**How to complete this task:** Please retype the records below exactly, omitting any images.

(Task data)

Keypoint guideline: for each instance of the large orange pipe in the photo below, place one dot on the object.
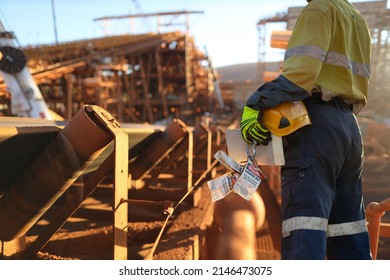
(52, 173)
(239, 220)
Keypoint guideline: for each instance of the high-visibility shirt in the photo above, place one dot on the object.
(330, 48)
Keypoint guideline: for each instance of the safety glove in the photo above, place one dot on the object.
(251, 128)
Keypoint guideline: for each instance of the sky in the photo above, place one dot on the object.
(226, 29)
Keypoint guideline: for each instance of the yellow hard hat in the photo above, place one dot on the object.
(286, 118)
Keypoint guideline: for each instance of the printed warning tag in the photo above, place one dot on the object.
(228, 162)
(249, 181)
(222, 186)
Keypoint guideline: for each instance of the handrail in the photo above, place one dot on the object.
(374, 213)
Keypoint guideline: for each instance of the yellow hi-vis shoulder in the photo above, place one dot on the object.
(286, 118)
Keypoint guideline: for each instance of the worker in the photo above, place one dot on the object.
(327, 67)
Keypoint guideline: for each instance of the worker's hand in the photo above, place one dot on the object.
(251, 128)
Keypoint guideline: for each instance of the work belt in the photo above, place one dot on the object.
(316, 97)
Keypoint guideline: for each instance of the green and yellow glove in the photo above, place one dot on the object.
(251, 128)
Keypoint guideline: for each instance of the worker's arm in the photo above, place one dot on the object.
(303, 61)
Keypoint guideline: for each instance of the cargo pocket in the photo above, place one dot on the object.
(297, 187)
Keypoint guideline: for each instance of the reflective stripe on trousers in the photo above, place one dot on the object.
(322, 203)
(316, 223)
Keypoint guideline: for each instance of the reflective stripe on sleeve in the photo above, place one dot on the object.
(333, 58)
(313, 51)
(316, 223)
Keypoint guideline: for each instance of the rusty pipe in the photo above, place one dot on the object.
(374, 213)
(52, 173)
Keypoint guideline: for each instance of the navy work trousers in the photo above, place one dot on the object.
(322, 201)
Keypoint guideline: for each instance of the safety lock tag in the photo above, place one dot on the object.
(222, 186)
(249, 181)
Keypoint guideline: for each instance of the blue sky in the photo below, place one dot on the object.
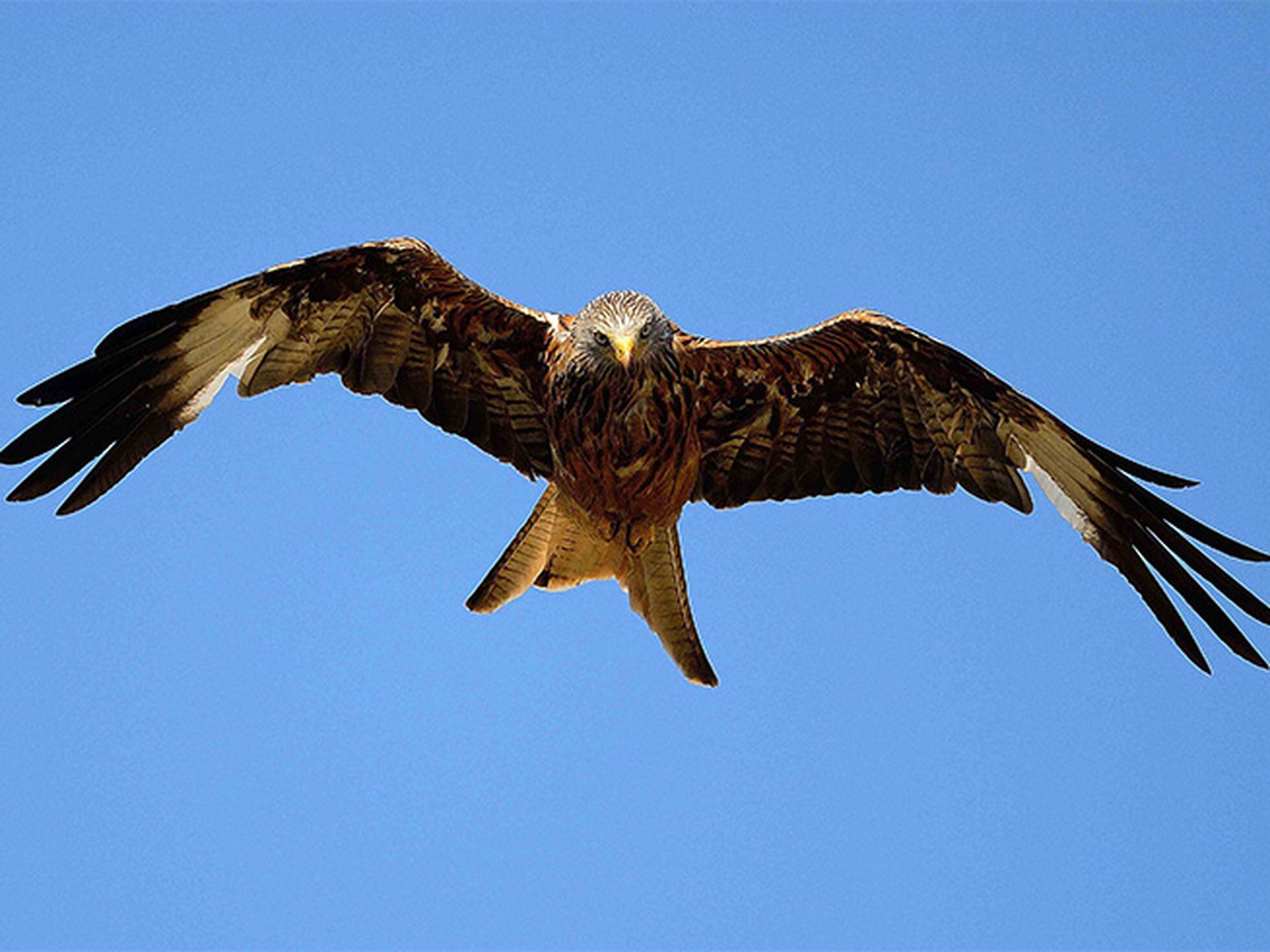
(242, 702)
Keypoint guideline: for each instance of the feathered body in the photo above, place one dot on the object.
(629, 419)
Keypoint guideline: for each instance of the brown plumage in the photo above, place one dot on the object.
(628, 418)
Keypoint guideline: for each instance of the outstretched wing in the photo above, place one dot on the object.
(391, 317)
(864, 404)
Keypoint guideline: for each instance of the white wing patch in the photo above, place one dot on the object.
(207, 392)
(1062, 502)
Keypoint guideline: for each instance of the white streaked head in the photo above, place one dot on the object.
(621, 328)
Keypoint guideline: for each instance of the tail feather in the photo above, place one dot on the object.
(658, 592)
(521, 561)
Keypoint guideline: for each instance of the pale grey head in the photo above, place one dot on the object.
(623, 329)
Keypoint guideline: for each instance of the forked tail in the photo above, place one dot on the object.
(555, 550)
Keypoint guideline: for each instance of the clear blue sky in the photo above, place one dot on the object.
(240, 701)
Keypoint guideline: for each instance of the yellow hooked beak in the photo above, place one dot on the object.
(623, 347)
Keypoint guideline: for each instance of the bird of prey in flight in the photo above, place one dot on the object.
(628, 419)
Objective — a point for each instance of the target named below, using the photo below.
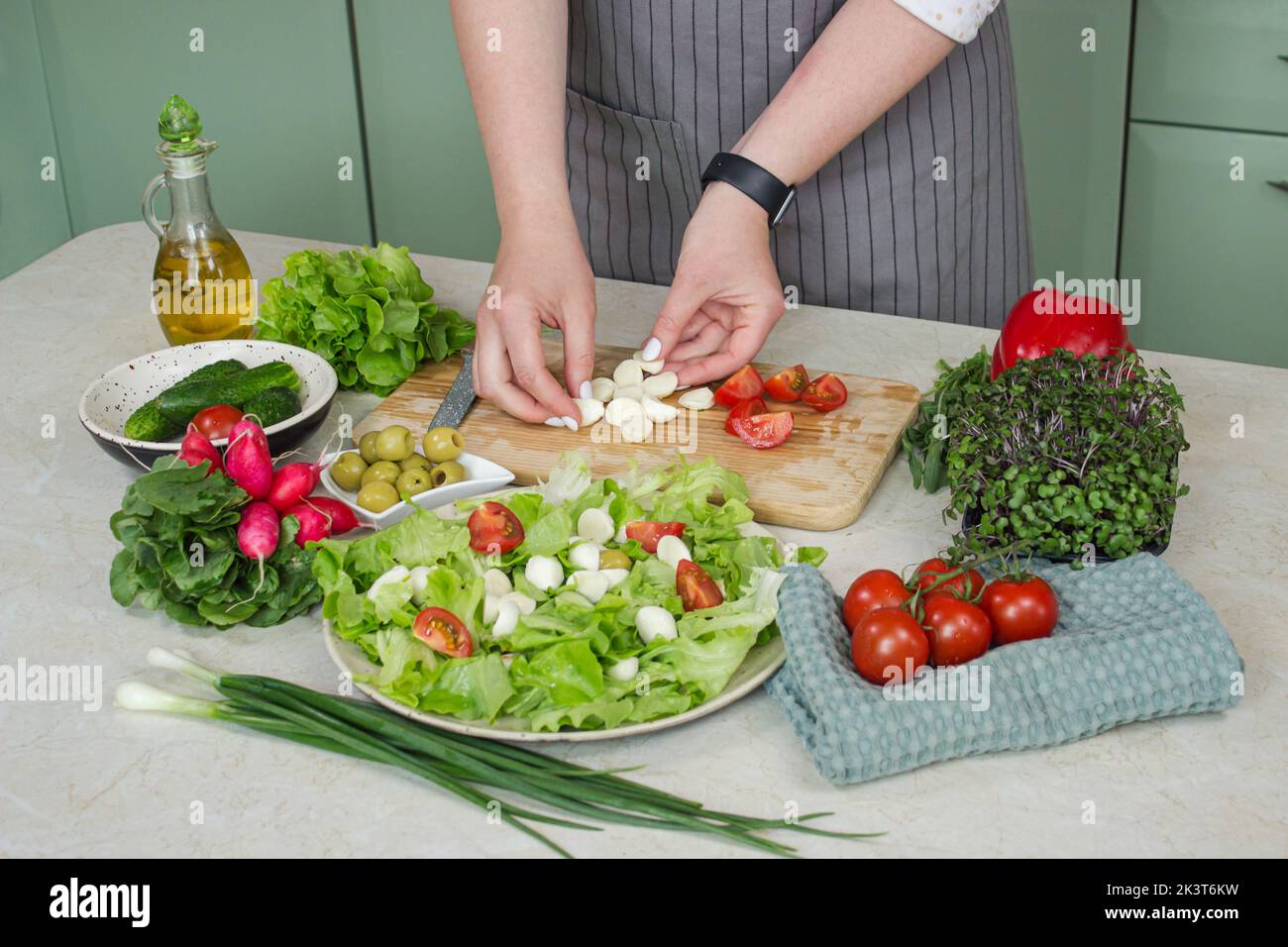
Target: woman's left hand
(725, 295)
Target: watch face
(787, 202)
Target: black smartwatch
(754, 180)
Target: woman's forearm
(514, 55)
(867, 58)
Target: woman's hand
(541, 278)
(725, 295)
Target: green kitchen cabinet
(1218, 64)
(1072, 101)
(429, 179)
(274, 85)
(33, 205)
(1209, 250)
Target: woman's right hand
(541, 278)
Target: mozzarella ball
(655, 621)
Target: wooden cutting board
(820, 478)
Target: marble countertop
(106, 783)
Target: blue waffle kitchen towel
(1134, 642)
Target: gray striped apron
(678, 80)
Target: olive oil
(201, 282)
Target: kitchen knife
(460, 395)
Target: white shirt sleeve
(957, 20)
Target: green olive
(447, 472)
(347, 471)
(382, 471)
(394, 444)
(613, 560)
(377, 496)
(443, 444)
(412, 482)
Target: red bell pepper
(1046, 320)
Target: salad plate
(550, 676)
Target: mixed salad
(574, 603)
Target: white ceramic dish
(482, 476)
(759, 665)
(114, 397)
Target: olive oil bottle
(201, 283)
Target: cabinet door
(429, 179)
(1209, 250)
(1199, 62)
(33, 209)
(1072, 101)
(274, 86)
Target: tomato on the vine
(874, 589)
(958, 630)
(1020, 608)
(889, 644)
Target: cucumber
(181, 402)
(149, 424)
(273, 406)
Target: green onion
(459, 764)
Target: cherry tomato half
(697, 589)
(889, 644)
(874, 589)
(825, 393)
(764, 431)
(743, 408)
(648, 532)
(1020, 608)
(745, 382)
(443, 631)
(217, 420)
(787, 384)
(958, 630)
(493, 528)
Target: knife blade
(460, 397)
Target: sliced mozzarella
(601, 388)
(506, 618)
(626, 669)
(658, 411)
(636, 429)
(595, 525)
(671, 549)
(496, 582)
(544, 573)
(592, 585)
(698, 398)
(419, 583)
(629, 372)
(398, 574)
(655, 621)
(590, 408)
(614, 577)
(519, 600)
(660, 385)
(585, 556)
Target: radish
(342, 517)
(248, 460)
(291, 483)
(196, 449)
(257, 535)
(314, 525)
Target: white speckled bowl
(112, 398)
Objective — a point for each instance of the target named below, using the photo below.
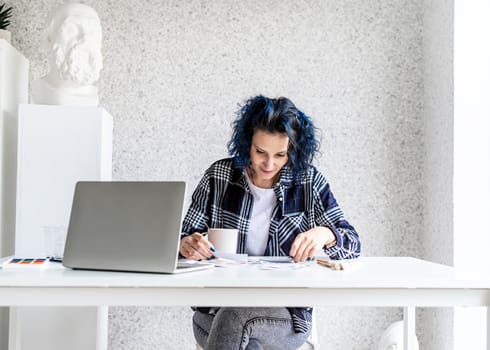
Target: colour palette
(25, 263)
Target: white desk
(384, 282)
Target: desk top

(End Task data)

**Output below:**
Keypoint guideline: for each instance of the large orange pipe in the photo below, place one dot on the object.
(52, 173)
(239, 220)
Keypoint guideline: for each instance of the high-visibility shirt in the photo above, place one dot on the object.
(330, 48)
Keypoint guideline: for each instance of the safety glove in the photo above, place one dot on the object.
(251, 128)
Keypoint guideline: for each instance of the sky in the photo above, place one dot on the object.
(226, 29)
Keypoint guideline: for each instance of the yellow hard hat in the photo above, place one dot on the object.
(286, 118)
Keypoint guideline: for each instance of the printed warning tag in the photo above, place one dot on the object.
(228, 162)
(249, 181)
(222, 186)
Keypoint guideline: for each instance of the handrail in the photo above, place one dot on the object.
(374, 213)
Keypoint guideline: for each instance of the yellow hi-vis shoulder in the photo above, place one dot on the object.
(286, 118)
Keypoint guideline: for each instance of the worker in the photo above, place one dot on the object.
(327, 67)
Keypoint guideline: for each instance of the worker's hand in the photo above, place one dot on the object.
(251, 128)
Keypoint guideline: for each instance of the work belt in the photo above, place one dot on the object.
(316, 97)
Keypoint guideline: for each instance of the green and yellow glove in the photo above, place one dot on the object.
(251, 128)
Keypoint guideline: for each instance of the worker's arm in the photo above, place one dot on the object.
(303, 61)
Keypoint guideline: for each instance of the cargo pocket in the photo above, place one dot on the object.
(297, 187)
Keypoint guideline: for each instance of the reflective stripe on trousers in the photo above, place one dot on the object.
(322, 203)
(316, 223)
Keypoint guideline: for each instance of the reflective stripe on sleeve in the photo above, place one dot on the object.
(333, 58)
(313, 51)
(316, 223)
Keypoint guideline: for each instance of the rusty pipe in the photo above, place one dot on the object.
(374, 213)
(52, 173)
Keypoint guideline: for each instance of the navy work trousers in the photo above, place one dot on the object.
(322, 201)
Keypoint guideline: for each instance of the safety lock tag in the photo above, place one dot on the object.
(222, 186)
(249, 181)
Keypoint guideline: for each instance of the blue sky in the photo below, place one dot on the object.
(242, 702)
Keypoint guideline: for each instance of the feathered body in the photo above, place one dot on the object.
(629, 419)
Keypoint guideline: for each instance of the brown plumage in the photo above, place one dot on the object.
(628, 418)
Keypoint guideline: for each instance of the outstretched wing in the photo above, place one dot on the object.
(391, 317)
(864, 404)
Keypoint guideline: for each instance of the white wing patch in the photo above, place one dot on the object.
(207, 392)
(1062, 502)
Keypoint guideline: for each instance of the white streaked head in the photo above, place one dot on the object.
(621, 328)
Keypoint guideline: for each instance of the tail feather in the photo above, place one dot on the object.
(658, 592)
(521, 561)
Keypoint guideline: for each instance of the pale grey head in the photo above, place one dot on the object.
(623, 329)
Keypoint guideline: for each instance of the forked tail in the photo above, place one dot on the object.
(555, 550)
Keypoint guideline: for each instance of the clear blue sky in the photo above, place one dot on the object.
(240, 701)
Keypoint guideline: for each instance of the yellow hooked beak in the photo above, place one dot on the object.
(623, 347)
Keypoint guideline: for each instance of the bird of prey in flight in the photo above, place one dot on the object.
(628, 419)
Objective — a point for each instance of the target named below, using the photo below.
Target: woman's left hand
(725, 295)
Target: watch face
(787, 202)
Target: black smartwatch
(754, 180)
Target: woman's forearm
(514, 55)
(867, 58)
Target: woman's hand
(541, 278)
(725, 295)
Target: green kitchen cabinet
(1218, 64)
(1072, 101)
(429, 179)
(274, 85)
(33, 205)
(1209, 250)
Target: woman's right hand
(541, 278)
Target: mozzarella ball
(655, 621)
Target: wooden cutting board
(820, 478)
Target: marble countertop
(106, 783)
Target: blue waffle kitchen towel
(1134, 642)
Target: gray striped apron
(678, 80)
Target: olive oil
(201, 282)
Target: kitchen knife
(460, 395)
Target: white shirt sleeve
(957, 20)
Target: green olive
(447, 472)
(347, 471)
(382, 471)
(394, 444)
(613, 560)
(377, 496)
(443, 444)
(412, 482)
Target: red bell pepper
(1046, 320)
Target: salad plate
(550, 676)
Target: mixed salad
(574, 603)
Target: white ceramic dish
(482, 476)
(759, 665)
(114, 397)
Target: olive oil bottle
(201, 283)
Target: cabinet door
(429, 179)
(1209, 250)
(1199, 62)
(33, 209)
(1072, 101)
(274, 86)
Target: tomato on the vine
(874, 589)
(958, 630)
(1020, 608)
(889, 644)
Target: cucumber
(181, 402)
(149, 424)
(273, 406)
Target: green onion
(459, 764)
Target: cherry tomato half
(697, 589)
(889, 644)
(874, 589)
(825, 393)
(764, 431)
(743, 408)
(648, 532)
(1020, 608)
(745, 382)
(443, 631)
(217, 420)
(787, 384)
(958, 630)
(493, 528)
Target: knife blade
(460, 397)
Target: sliced mozzarella
(601, 388)
(506, 618)
(626, 669)
(658, 411)
(636, 429)
(595, 525)
(671, 549)
(496, 582)
(544, 573)
(592, 585)
(698, 398)
(419, 583)
(629, 372)
(398, 574)
(655, 621)
(590, 408)
(614, 577)
(519, 600)
(660, 385)
(585, 556)
Target: radish
(342, 517)
(248, 460)
(291, 483)
(196, 449)
(257, 535)
(314, 525)
Target: white speckled bowl
(112, 398)
Objective — a point for each instance of the target named below, using the photo below.
Target: colour palette
(25, 263)
Target: white desk
(384, 282)
Target: desk top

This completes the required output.